## Instructions:
**A.** In the text on Birmingham's history, in what year did Birmingham elect Dr. Richard Arrington Jr. as its first African-American mayor?
**B.** Translate this sentence from the Birmingham history text into Spanish: "From the start the new city was planned as a great center of industry."
**C.** Write out the passage of the Birmingham history text from "Today [2007], Birmingham" up to and including "for the city.".

## Text block:

####################

Birmingham was founded on June 1, 1871 by real estate promoters who sold lots near the planned crossing of the Alabama & Chattanooga and South & North railroads. The first business at that crossroads was the trading post and country store Yeilding's, run by the still prominent Yeilding family. The site of the railroad crossing was notable for the nearby deposits of iron ore, coal, and limestone - the three principal raw materials used in making steel. Birmingham is the only place worldwide where significant amounts of all three minerals can be found in close proximity. From the start the new city was planned as a great center of industry. The founders borrowed the name of Birmingham, England's principal industrial city, to advertise that point. Birmingham got off to a slow start: the city was impeded by an outbreak of cholera and a Wall Street crash in 1873. But soon afterward began to grow.

The turn of the century brought the substantial growth that gave Birmingham the nickname "The Magic City" as the downtown area developed from a low-rise commercial and residential district into a busy grid of neoclassical midrise and highrise buildings and busy streetcar lines. Between 1902 and 1912 four large office buildings were constructed at the intersection of 20th Street, the central north-south spine of the city, and 1st Avenue North, which connected the warehouses and industrial facilities stretching along the east-west railroad corridor. This impressive group of early skyscrapers was nicknamed "The Heaviest Corner on Earth."

The Great Depression hit Birmingham especially hard as sources of capital that were fueling the city's growth rapidly dried up at the same time that farm laborers, driven off the land, made their way to the city in search of work. New Deal programs made important contributions to the city's infrastructure and artistic legacy, including such key improvements as Vulcan's tower and Oak Mountain State Park.

The wartime demand for steel and the post-war building boom gave Birmingham a rapid return to prosperity. Manufacturing diversified beyond the production of raw materials and several major cultural institutions, such as the Birmingham Museum of Art were able to expand their scope.

In the 1950s and '60s Birmingham received national and international attention as a center of the civil rights struggle for African-Americans. The city was given the derisive nickname Bombingham because of a string of racially motivated bombings that took place during this time. A watershed in the civil rights movement occurred in 1963 when Martin Luther King, Jr., imprisoned for having taken part in a nonviolent protest, wrote the now famous Letter from Birmingham Jail, a defining treatise in his cause against segregation. Birmingham is also known for a bombing which occurred later that year, in which four black girls were killed by a bomb planted at the 16th Street Baptist Church. The event would inspire the African-American poet Dudley Randall's opus, "The Ballad of Birmingham."

In the 1970s urban renewal efforts focused around the development of the University of Alabama at Birmingham, which developed into a major medical and research center. In 1971 Birmingham celebrated its centennial with a round of public works improvements, including the upgrading of Vulcan Park. Birmingham's banking institutions enjoyed considerable growth as well and new skyscrapers started to appear in the city center for the first time since the 1920s. These projects helped the city's economy to diversify, but did not prevent the exodus of many of the city's residents to independent suburbs. In 1979 Birmingham elected Dr. Richard Arrington Jr. as its first African-American mayor.

The population inside Birmingham's city limits has fallen over the past few decades. From 340,887 in 1960, the population was down to 242,820 in 2000, a loss of about 29 percent. However, the growth of Birmingham's suburbs over that same period has kept the metropolitan population growing.

Today [2007], Birmingham has begun to experience a bit of a rebirth. Currently there are hundreds of millions of dollars being invested in reconstructing the downtown area into a 24-hour mixed-use district. The market for downtown lofts and condominiums has mushroomed while restaurant, retail and cultural options are beginning to sprout up. In 2006 the visitors bureau selected "the diverse city" as a new tagline for the city.

####################

Dataset records
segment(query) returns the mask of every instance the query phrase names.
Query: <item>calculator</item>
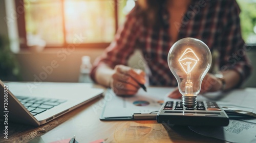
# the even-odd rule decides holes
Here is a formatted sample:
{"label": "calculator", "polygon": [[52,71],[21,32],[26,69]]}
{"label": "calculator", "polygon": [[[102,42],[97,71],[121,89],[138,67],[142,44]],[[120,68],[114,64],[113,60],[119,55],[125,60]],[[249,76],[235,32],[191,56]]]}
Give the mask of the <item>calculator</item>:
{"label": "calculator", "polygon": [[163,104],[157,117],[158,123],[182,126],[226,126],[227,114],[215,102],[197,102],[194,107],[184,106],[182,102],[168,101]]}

####################

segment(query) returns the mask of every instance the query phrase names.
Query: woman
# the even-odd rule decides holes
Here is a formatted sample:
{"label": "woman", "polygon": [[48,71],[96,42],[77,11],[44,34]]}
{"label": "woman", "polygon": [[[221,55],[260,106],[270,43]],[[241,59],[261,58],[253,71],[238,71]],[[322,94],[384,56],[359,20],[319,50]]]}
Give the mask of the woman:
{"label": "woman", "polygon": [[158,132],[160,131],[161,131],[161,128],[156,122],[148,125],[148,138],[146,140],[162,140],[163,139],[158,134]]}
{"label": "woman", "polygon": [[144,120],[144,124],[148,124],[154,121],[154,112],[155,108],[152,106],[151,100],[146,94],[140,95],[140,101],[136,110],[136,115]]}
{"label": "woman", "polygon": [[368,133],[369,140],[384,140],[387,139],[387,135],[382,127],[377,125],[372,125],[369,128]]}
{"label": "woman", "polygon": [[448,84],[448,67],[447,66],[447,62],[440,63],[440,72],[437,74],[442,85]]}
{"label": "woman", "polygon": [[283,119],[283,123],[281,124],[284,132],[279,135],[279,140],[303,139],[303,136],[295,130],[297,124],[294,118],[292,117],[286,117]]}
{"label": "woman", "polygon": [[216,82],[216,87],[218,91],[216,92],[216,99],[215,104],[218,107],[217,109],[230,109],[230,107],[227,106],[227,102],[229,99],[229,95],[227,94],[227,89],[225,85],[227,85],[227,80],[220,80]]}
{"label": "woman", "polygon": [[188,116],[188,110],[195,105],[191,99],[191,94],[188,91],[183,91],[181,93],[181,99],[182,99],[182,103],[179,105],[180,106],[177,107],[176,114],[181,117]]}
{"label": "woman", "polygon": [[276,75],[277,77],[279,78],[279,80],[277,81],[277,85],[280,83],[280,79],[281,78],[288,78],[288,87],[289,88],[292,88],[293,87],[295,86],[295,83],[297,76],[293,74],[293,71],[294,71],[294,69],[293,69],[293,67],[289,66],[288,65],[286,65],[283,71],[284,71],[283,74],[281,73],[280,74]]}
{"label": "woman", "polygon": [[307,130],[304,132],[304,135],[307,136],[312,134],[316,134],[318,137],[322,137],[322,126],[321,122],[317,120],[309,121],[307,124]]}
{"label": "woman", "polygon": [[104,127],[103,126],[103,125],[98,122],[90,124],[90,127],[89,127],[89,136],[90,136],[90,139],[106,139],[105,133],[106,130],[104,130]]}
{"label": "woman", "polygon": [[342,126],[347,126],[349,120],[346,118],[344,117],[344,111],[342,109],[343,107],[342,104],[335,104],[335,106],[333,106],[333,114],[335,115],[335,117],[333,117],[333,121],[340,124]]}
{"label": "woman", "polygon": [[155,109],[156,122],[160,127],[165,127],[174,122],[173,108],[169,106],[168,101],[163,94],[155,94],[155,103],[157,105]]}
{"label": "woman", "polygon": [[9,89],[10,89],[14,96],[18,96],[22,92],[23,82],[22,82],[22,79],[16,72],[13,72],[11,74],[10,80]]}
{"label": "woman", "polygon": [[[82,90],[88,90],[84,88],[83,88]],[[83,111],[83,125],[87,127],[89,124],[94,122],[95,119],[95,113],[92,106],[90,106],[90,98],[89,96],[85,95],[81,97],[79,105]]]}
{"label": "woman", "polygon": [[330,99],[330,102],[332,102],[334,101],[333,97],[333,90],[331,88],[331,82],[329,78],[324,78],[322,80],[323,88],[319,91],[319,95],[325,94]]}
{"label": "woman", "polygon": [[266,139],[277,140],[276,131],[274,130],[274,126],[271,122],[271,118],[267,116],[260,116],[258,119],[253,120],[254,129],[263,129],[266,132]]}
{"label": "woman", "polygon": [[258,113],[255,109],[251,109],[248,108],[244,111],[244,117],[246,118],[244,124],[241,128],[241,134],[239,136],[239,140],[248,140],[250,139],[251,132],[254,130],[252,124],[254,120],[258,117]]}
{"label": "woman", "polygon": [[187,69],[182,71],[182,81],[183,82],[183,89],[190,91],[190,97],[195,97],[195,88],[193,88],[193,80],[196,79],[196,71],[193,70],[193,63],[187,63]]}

####################

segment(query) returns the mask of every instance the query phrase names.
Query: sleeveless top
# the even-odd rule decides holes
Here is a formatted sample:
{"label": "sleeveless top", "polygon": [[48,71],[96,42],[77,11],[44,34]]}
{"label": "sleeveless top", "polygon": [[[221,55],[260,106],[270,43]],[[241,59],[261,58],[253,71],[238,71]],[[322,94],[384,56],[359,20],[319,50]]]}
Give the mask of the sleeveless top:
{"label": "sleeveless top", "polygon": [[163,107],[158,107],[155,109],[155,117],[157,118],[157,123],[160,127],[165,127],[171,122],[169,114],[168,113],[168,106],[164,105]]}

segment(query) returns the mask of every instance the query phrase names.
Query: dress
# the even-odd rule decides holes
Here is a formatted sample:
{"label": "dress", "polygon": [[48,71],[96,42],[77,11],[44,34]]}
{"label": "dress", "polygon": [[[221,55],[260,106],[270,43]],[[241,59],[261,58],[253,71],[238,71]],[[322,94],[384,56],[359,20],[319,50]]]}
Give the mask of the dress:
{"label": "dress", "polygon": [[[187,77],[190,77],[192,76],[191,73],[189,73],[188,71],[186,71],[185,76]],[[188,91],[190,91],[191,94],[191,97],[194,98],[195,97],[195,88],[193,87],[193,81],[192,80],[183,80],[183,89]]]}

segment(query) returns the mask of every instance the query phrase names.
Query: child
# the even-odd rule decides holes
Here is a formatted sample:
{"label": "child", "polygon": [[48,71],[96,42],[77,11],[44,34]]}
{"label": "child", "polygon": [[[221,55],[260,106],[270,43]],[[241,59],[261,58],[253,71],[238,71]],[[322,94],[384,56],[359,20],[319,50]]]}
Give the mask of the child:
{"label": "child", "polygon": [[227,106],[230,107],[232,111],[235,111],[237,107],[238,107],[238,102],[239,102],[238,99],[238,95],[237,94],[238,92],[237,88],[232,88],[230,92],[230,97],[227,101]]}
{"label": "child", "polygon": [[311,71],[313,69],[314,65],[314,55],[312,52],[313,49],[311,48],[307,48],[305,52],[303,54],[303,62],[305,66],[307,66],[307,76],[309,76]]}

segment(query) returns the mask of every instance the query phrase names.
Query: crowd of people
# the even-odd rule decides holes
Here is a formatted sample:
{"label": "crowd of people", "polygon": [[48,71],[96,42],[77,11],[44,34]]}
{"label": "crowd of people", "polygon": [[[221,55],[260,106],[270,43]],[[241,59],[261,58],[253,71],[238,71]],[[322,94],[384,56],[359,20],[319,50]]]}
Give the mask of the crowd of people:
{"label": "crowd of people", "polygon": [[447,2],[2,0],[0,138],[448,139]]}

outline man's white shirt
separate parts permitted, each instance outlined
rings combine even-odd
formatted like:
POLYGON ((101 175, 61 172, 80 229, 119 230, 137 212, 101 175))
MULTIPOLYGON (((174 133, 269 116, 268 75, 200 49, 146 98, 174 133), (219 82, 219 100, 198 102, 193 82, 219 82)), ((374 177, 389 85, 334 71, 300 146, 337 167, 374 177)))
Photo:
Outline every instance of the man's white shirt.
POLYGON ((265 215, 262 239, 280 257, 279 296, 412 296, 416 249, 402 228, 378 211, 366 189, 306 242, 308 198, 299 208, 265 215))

####################

## Responses to the exercise:
**A.** 1979

**B.** Desde el principio, la nueva ciudad fue planificada como un gran centro industrial.

**C.**
Today [2007], Birmingham has begun to experience a bit of a rebirth. Currently there are hundreds of millions of dollars being invested in reconstructing the downtown area into a 24-hour mixed-use district. The market for downtown lofts and condominiums has mushroomed while restaurant, retail and cultural options are beginning to sprout up. In 2006 the visitors bureau selected "the diverse city" as a new tagline for the city.